#### [Supplied material]
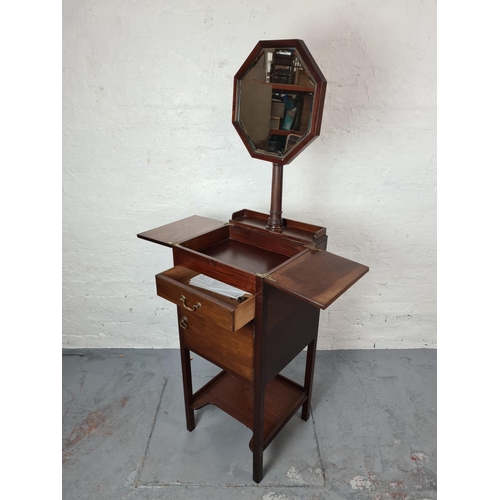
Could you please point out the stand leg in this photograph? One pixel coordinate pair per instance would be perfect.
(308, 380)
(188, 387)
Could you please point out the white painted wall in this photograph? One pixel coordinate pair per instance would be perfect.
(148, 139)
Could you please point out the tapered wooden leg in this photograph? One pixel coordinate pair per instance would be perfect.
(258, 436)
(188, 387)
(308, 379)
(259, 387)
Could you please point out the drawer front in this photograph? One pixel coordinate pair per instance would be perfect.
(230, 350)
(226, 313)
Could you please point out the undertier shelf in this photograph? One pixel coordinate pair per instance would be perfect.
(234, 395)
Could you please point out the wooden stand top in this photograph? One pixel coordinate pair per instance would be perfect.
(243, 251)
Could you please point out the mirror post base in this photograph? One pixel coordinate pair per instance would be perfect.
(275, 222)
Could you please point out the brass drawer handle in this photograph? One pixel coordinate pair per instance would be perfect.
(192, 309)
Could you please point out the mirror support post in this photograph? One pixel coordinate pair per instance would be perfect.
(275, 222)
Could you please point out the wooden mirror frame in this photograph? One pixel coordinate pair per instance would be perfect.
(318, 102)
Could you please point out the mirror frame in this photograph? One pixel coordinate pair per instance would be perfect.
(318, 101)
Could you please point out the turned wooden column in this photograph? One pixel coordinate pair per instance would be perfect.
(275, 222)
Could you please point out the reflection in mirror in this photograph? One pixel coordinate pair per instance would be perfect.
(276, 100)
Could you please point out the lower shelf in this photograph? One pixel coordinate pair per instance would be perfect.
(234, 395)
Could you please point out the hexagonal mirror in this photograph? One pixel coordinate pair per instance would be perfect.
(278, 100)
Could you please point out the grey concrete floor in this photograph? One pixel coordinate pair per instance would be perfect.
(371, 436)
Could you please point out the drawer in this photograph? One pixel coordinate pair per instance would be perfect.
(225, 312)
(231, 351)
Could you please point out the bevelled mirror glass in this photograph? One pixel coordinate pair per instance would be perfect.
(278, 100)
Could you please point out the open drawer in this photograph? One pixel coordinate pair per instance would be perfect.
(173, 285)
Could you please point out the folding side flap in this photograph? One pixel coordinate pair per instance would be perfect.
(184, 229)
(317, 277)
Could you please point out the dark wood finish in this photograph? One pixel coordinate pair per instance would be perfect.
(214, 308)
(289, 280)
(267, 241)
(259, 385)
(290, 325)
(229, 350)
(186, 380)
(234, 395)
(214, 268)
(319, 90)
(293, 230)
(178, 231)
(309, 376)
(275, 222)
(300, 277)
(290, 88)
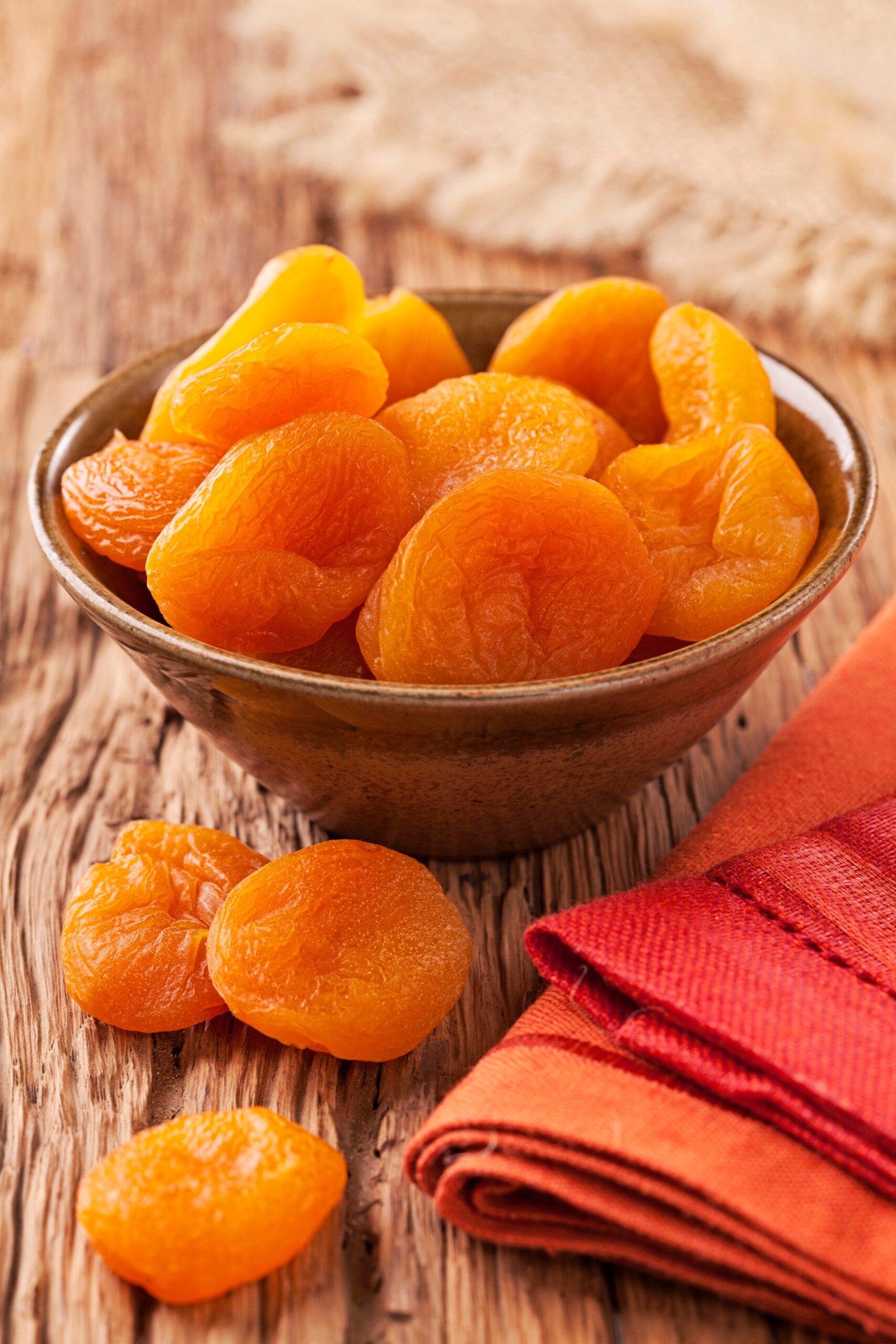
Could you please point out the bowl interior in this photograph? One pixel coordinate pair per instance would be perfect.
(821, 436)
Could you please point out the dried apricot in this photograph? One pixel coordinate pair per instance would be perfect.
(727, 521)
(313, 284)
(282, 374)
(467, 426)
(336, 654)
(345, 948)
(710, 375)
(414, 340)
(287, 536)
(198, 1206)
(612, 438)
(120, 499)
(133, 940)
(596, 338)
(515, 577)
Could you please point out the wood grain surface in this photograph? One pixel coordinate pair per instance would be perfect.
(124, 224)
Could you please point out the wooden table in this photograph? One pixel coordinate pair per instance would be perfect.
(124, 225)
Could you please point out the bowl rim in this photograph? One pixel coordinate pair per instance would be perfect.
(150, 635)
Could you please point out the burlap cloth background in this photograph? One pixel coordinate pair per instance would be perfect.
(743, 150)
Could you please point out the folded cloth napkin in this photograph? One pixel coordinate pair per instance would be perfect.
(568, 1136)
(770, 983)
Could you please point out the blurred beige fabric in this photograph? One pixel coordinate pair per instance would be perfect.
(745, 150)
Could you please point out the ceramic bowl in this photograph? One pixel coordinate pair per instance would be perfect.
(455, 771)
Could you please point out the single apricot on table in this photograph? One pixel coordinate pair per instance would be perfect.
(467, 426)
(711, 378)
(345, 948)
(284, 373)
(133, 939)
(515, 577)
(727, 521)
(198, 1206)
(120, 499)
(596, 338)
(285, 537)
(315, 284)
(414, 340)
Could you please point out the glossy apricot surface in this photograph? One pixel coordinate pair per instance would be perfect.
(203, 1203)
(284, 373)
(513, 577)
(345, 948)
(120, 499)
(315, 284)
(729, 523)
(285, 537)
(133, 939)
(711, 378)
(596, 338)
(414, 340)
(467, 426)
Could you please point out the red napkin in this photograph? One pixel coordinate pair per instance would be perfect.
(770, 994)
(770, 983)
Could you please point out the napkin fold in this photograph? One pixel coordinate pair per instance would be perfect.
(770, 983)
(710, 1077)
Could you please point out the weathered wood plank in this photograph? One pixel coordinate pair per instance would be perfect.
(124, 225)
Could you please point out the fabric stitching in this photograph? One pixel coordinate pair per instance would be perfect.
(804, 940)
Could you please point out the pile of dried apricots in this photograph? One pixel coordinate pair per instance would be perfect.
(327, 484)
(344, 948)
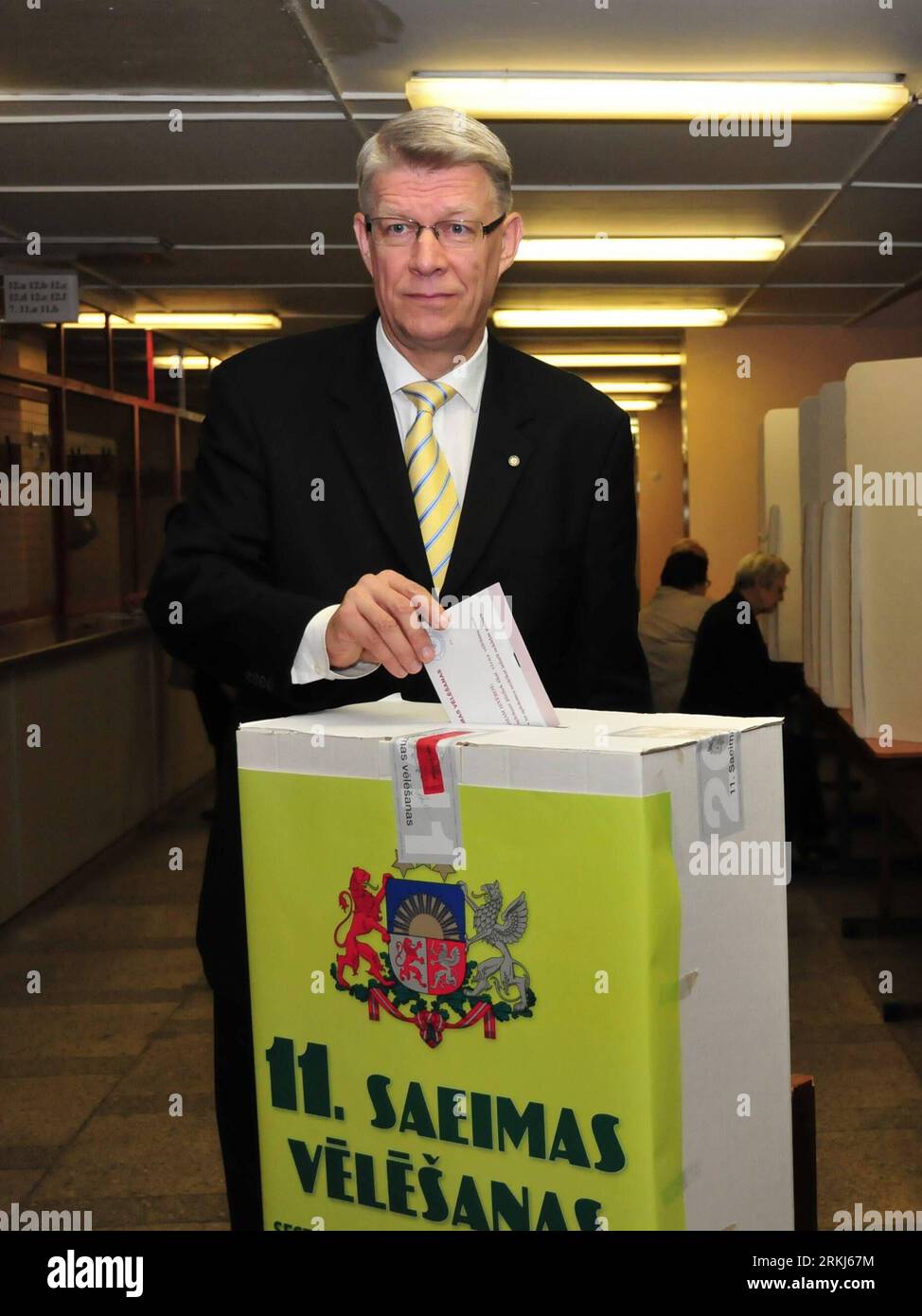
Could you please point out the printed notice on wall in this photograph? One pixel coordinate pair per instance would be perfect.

#### [Exercise directions]
All of the entries need to be transcribed word for word; pictures are left out.

#### [Solution to this exercise]
Could you please point out the stand leg in this photograph? One pixel coordinate pair per instance would be perfect.
(308, 380)
(188, 387)
Could you please point out the white painted wall in this photograph? One pixel coordinate pair per instance would be perfect.
(148, 139)
Could you please point out the tapered wooden leg in this photograph? One pixel coordinate pair per instance would be perfect.
(258, 436)
(188, 387)
(308, 379)
(259, 387)
Could you please point out the drawer front in this photograph? One pixel coordinate pair per instance would be perfect.
(230, 350)
(226, 313)
Could you please point out the undertier shelf in this photograph? One pixel coordinate pair per instance would be perfect.
(234, 395)
Could you please point out the wooden stand top in this photograph? One pixel coordinate pair per instance would be perfect.
(243, 251)
Could you please point out the mirror post base in this photograph? One pixel coordinate pair per instance would be perfect.
(275, 222)
Could you please point out the brass drawer handle in this photograph? One pixel coordinate pair per instance would be perfect.
(192, 309)
Could you please point out the mirror support post in this photograph? One pixel coordinate pair per instance would be perfect.
(275, 222)
Could you please point out the wooden mirror frame in this photograph? One pixel coordinate pair per instance would be perfect.
(318, 102)
Could you please point out the mirror frame in this photograph? One pixel coordinate pair per instance would be perfect.
(318, 101)
Could you please point out the turned wooden column in this photograph? One pixel coordinate pair per instance would be perfect.
(275, 222)
Could you please point out the reflection in mirror in this photograph? One pixel coordinate pair per instance would be perfect.
(276, 100)
Could you please point out the lower shelf in this photograph? One pixel coordinate pair per instance would be perfect.
(234, 395)
Could you please point out the hexagonal mirror in this photograph? One pixel coordinate pair per instance would be perfect.
(278, 100)
Could you please point out the grey concrete floor in this photograph? One pixel coordinate pair per instance would be perfect.
(371, 436)
Could you please point out the drawer in this photograph? One pixel coordinate pair per instance would be perfect.
(225, 312)
(231, 351)
Could you please point out the bevelled mirror glass in this photograph? One pixel coordinate pair per instance would be perfect.
(278, 100)
Could you please point out the open drawer in this photograph? One pixel coordinate pair per instance would be perfect.
(173, 285)
Could you please point out the folding side flap in this photograph? One pixel coordinate pair per instance would be perfect.
(184, 229)
(317, 277)
Could you please point out the dark wood finish in this photograph? One pixel coordinate pair per instance would be perfect.
(214, 308)
(289, 280)
(267, 241)
(259, 385)
(290, 325)
(229, 350)
(186, 380)
(234, 395)
(214, 268)
(319, 90)
(293, 230)
(178, 231)
(309, 376)
(275, 222)
(300, 277)
(290, 88)
Could you please point out the bowl interior in this photograph? One pixel coordinate pair per instance would be perfect.
(821, 436)
Could you please point out the dried apricot in this photograph? One pixel coordinate pair per instance would be perfect.
(727, 521)
(313, 284)
(282, 374)
(467, 426)
(336, 654)
(345, 948)
(710, 375)
(414, 340)
(287, 536)
(198, 1206)
(612, 438)
(120, 499)
(133, 940)
(596, 338)
(515, 577)
Could you please point out the wood grain surface in this photograph? One pixel coordinate pair per instance would be perfect.
(124, 224)
Could you please point out the wooden table in this photograph? One pixel coordinate pair per instance would be perfect.
(124, 225)
Could you please point out the bowl rim in this photograph? One pixel coordinate pair per instance would be perfect.
(150, 635)
Could you please point out the burlap cloth background in this photograph? One pixel coordinate pair per instance would be perfect.
(743, 150)
Could you please point out the folded cloth napkin in this photograph? One pixel coordinate pair per instance would be perfect.
(568, 1136)
(770, 983)
Could you please point out the blurred beige fabric in this photograph? One pixel coordinate pair per instance would be perfect.
(745, 150)
Could you please point out the ceramic bowl in this photograph? One pixel coordinate pair per instance would be perfect.
(455, 771)
Could you please point out the single apricot on table in this photograph? One pixel coordinate pair per instance would be perfect.
(467, 426)
(711, 378)
(345, 948)
(284, 373)
(133, 939)
(515, 577)
(727, 521)
(198, 1206)
(120, 499)
(596, 338)
(285, 537)
(315, 284)
(414, 340)
Could you please point out the glossy apricot surface in this photograph? One pixel coordinate pair per instance would be perfect.
(203, 1203)
(284, 373)
(513, 577)
(345, 948)
(120, 499)
(315, 284)
(729, 523)
(285, 537)
(133, 939)
(711, 378)
(596, 338)
(414, 340)
(467, 426)
Could you please point out the red napkin in this photograph? One pixel coordinate pair per instance would be perfect.
(770, 994)
(770, 983)
Could you please point out the napkin fold in this photograph? One pixel coordinate pair per instance would be perfect.
(770, 983)
(710, 1077)
Could you please point out the weathered wood plank in this photograph? One pixel coordinate pair per instance would be perfect.
(124, 225)
Could you please point out the fabric stitching in this photograph? One pixel coordinate pair per instance would be perfect.
(804, 940)
Could you please point out the pile of dried apricots in this photograph? One pixel coordinate pair per instance would be perfect.
(327, 484)
(344, 948)
Could you please point out the printed notice on wall in this photograph? One pixel coordinate pair per instance would be perfect.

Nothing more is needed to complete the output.